“Não existe no mundo fúria igual à de uma mulher traída” – esta frase popular, reproduzida na capa de “A Mulher do Médico” (Singular, 2024), deixa bem claro, logo à partida, que o cerne da intriga é a vingança de uma mulher atraiçoada. Nas mãos de um autor menos hábil, o livro poderia não passar de uma história banal de faca e alguidar, mas Daniel Hurst, tendo já experiência considerável na escrita de thrillers, consegue desenvolver a premissa de uma maneira que nos proporciona umas boas horas de entretenimento.
O médico em causa é o Dr. Drew Devlin, que se orgulha bastante do seu título – embora deixe muito a desejar, não só como profissional, mas também como ser humano. Esta figura propõe um dia a Fern – a mulher que abandonou um emprego desmotivante para ser sua esposa a tempo inteiro – que troquem o bulício de Manchester, onde residem, por uma pequena aldeia no norte de Inglaterra, junto ao mar e à fronteira com a Escócia. Em defesa da ideia, invoca supostas melhorias na qualidade de vida, mas a verdade é que pretende seguir uma amante que o abandonou, com a intenção de reatar o caso extraconjugal. A causadora dessa paixão, sendo também casada, deseja preservar a relação com o marido, enquanto Drew só evita divorciar-se de Fern porque receia, mais do que a crítica social, a revelação vingativa de segredos que outrora lhe confessou e que poderiam comprometer-lhe a carreira.

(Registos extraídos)

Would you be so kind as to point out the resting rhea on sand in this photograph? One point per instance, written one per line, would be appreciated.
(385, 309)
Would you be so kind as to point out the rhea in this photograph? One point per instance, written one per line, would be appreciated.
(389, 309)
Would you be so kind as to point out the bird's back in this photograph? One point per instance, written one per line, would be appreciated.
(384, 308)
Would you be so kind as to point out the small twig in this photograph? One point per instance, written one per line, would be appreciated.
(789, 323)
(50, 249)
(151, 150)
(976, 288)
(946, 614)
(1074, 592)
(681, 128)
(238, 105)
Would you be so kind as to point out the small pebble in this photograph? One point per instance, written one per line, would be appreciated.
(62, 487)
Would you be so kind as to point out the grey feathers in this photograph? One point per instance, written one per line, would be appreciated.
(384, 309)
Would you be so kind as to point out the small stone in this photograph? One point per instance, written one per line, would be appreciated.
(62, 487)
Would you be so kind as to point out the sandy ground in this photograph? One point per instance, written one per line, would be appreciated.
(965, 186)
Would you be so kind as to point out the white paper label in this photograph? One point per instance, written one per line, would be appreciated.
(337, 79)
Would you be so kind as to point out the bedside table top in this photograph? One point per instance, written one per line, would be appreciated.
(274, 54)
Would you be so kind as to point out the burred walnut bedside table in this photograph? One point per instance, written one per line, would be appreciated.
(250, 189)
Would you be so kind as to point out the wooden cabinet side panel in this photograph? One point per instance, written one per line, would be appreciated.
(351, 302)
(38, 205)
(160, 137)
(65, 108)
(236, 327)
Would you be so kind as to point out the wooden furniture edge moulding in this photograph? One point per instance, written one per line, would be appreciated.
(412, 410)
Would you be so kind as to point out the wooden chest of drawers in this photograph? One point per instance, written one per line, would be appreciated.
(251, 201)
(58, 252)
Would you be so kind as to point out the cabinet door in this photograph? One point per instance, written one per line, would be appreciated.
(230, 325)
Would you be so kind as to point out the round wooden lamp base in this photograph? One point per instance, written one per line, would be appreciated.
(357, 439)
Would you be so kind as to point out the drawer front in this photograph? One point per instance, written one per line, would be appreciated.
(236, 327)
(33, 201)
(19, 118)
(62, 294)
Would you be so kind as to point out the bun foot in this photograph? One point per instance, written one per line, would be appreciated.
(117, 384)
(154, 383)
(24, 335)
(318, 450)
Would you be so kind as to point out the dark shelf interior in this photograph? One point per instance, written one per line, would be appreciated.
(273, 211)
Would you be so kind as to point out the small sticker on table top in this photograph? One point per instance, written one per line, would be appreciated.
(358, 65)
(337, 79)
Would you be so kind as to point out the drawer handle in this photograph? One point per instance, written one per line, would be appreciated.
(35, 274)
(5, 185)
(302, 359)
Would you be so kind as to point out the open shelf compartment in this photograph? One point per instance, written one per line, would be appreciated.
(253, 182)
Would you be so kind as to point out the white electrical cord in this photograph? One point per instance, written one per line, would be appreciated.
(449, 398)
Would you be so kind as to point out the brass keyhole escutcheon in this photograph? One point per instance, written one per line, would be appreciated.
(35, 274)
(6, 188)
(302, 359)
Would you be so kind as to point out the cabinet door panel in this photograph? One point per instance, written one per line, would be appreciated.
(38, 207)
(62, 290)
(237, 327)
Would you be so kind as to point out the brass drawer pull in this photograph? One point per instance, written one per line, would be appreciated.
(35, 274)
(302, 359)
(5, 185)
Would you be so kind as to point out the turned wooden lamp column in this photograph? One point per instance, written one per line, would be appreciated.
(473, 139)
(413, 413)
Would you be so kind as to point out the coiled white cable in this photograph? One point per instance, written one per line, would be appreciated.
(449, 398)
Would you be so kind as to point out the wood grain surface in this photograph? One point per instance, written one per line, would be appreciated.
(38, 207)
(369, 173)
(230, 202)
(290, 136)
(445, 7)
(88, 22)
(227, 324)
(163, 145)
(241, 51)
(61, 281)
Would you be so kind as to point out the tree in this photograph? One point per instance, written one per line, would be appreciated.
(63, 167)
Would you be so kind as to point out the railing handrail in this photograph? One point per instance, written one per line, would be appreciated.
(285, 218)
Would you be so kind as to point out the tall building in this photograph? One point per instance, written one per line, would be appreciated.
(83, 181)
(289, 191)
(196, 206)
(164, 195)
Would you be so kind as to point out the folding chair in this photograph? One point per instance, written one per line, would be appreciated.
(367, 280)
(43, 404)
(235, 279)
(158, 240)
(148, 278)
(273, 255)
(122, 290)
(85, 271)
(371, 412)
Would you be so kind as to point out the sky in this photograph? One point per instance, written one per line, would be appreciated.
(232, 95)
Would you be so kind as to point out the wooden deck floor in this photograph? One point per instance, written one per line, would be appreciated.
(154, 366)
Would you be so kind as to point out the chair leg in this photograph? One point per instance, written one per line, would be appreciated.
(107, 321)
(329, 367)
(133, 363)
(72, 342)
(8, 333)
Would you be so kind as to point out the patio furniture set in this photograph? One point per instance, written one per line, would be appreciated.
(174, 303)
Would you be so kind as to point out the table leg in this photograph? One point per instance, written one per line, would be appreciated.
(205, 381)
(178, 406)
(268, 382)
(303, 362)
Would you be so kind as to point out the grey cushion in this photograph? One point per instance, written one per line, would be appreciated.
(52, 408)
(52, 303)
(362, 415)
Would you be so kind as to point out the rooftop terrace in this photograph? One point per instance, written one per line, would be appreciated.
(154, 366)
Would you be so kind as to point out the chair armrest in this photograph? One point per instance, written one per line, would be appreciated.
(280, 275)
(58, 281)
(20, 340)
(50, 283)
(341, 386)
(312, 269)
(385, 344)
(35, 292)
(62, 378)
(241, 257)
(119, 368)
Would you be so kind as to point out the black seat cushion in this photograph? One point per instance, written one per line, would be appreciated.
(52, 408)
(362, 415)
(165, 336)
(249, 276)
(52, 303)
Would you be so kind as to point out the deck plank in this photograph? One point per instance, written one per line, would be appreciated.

→ **O que se pede**:
1. Reproduza o trecho da recensão de «A Mulher do Médico» que vai desde "O médico em" até "comprometer-lhe a carreira.", inclusive.
2. Traduza para inglês a seguinte frase da recensão de «A Mulher do Médico»: «O médico em causa é o Dr. Drew Devlin, que se orgulha bastante do seu título – embora deixe muito a desejar, não só como profissional, mas também como ser humano.»
3. Retome a recensão de «A Mulher do Médico» a partir da última frase apresentada e dê-lhe continuidade.

→ **Resultados do exercício**:
1.
O médico em causa é o Dr. Drew Devlin, que se orgulha bastante do seu título – embora deixe muito a desejar, não só como profissional, mas também como ser humano. Esta figura propõe um dia a Fern – a mulher que abandonou um emprego desmotivante para ser sua esposa a tempo inteiro – que troquem o bulício de Manchester, onde residem, por uma pequena aldeia no norte de Inglaterra, junto ao mar e à fronteira com a Escócia. Em defesa da ideia, invoca supostas melhorias na qualidade de vida, mas a verdade é que pretende seguir uma amante que o abandonou, com a intenção de reatar o caso extraconjugal. A causadora dessa paixão, sendo também casada, deseja preservar a relação com o marido, enquanto Drew só evita divorciar-se de Fern porque receia, mais do que a crítica social, a revelação vingativa de segredos que outrora lhe confessou e que poderiam comprometer-lhe a carreira.

2. The doctor in question is Dr. Drew Devlin, who takes great pride in his title – although he leaves much to be desired, not only as a professional but also as a human being.

3.
Acontece, todavia, que Fern está a par da infidelidade do marido, embora lhe oculte esse conhecimento. Apesar de ser adepta da vida citadina, aceita a mudança, disposta a dar uma oportunidade de redenção ao homem que ainda ama, mas depressa perde as ilusões e decide retaliar.

A narrativa é construída com base na alternância dos pontos de vista de Fern e Drew, tornando-se divertida pela oposição entre a crença dele na sua superioridade intelectual e a realidade. Drew é uma personagem tão irritantemente arrogante e segura da sua capacidade de manipular os outros, que é um prazer ver como a esposa que ele toma por parva sabe mais do que aparenta e põe em prática o seu plano maquiavélico. Igualmente divertido é o contraste entre o papel que ela representa e os ocasionais pensamentos irónicos em reacção às mentiras que ele tenta impingir-lhe. No final há uma sugestão de sequela, mas o livro vale por si próprio.